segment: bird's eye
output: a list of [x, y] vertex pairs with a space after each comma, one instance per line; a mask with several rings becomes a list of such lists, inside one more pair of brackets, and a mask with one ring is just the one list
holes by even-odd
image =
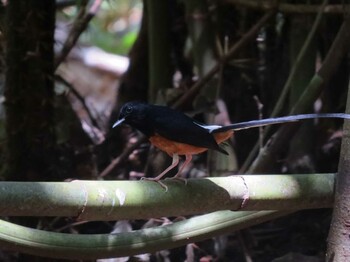
[[127, 114], [130, 114], [132, 112], [132, 107], [131, 106], [128, 106], [126, 109], [125, 109], [125, 112]]

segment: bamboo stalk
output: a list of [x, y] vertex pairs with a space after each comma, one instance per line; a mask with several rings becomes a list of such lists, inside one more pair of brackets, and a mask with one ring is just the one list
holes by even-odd
[[[331, 207], [334, 174], [244, 175], [150, 181], [0, 182], [0, 216], [146, 219], [218, 210]], [[40, 203], [40, 204], [38, 204]]]

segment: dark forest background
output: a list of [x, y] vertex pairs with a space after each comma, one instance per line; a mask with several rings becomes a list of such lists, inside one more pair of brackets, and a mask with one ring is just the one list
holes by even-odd
[[[348, 11], [342, 1], [317, 0], [2, 1], [0, 179], [159, 174], [171, 161], [167, 155], [130, 127], [111, 129], [132, 100], [219, 125], [344, 112], [349, 46], [339, 32], [349, 29]], [[342, 121], [329, 119], [239, 131], [225, 147], [230, 157], [198, 155], [185, 176], [334, 173], [342, 135]], [[324, 261], [331, 215], [300, 211], [123, 261]], [[147, 222], [6, 219], [81, 234]], [[45, 261], [5, 251], [0, 259]]]

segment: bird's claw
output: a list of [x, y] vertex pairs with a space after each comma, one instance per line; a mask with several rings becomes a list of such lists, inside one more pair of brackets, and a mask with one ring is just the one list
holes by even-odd
[[141, 180], [156, 182], [156, 183], [158, 183], [162, 188], [165, 189], [165, 192], [168, 192], [168, 186], [165, 185], [162, 181], [160, 181], [160, 179], [158, 179], [158, 178], [156, 178], [156, 177], [141, 177]]
[[180, 176], [174, 176], [174, 177], [168, 177], [166, 179], [183, 182], [187, 186], [187, 179], [186, 178], [183, 178]]

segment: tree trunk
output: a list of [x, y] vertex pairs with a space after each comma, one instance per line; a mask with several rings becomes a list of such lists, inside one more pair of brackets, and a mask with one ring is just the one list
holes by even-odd
[[55, 151], [55, 1], [9, 1], [6, 26], [6, 174], [47, 179]]
[[[350, 113], [350, 82], [346, 113]], [[334, 211], [328, 237], [327, 261], [350, 259], [350, 122], [344, 122]]]

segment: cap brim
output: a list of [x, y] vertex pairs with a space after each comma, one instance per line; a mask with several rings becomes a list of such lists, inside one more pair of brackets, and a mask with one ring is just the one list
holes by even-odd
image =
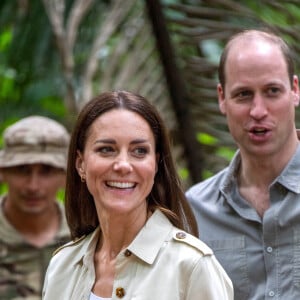
[[67, 158], [62, 153], [6, 153], [3, 150], [0, 151], [0, 168], [37, 163], [66, 170]]

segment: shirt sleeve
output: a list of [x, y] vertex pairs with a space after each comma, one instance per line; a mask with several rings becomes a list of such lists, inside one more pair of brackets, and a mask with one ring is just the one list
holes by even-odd
[[185, 299], [233, 300], [232, 282], [214, 255], [203, 256], [195, 265]]

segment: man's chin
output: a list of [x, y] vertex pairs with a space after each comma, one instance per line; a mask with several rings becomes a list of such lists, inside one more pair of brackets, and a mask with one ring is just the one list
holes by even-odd
[[23, 212], [28, 214], [40, 214], [46, 211], [45, 204], [42, 201], [26, 201], [23, 206]]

########################################

> _Task details_
From the records above, copy each line that contains the word "segment".

> _Completed exercise_
segment: bird's eye
segment: bamboo stalk
segment: dark forest background
segment: bird's claw
segment: tree trunk
segment: cap brim
segment: shirt sleeve
segment: man's chin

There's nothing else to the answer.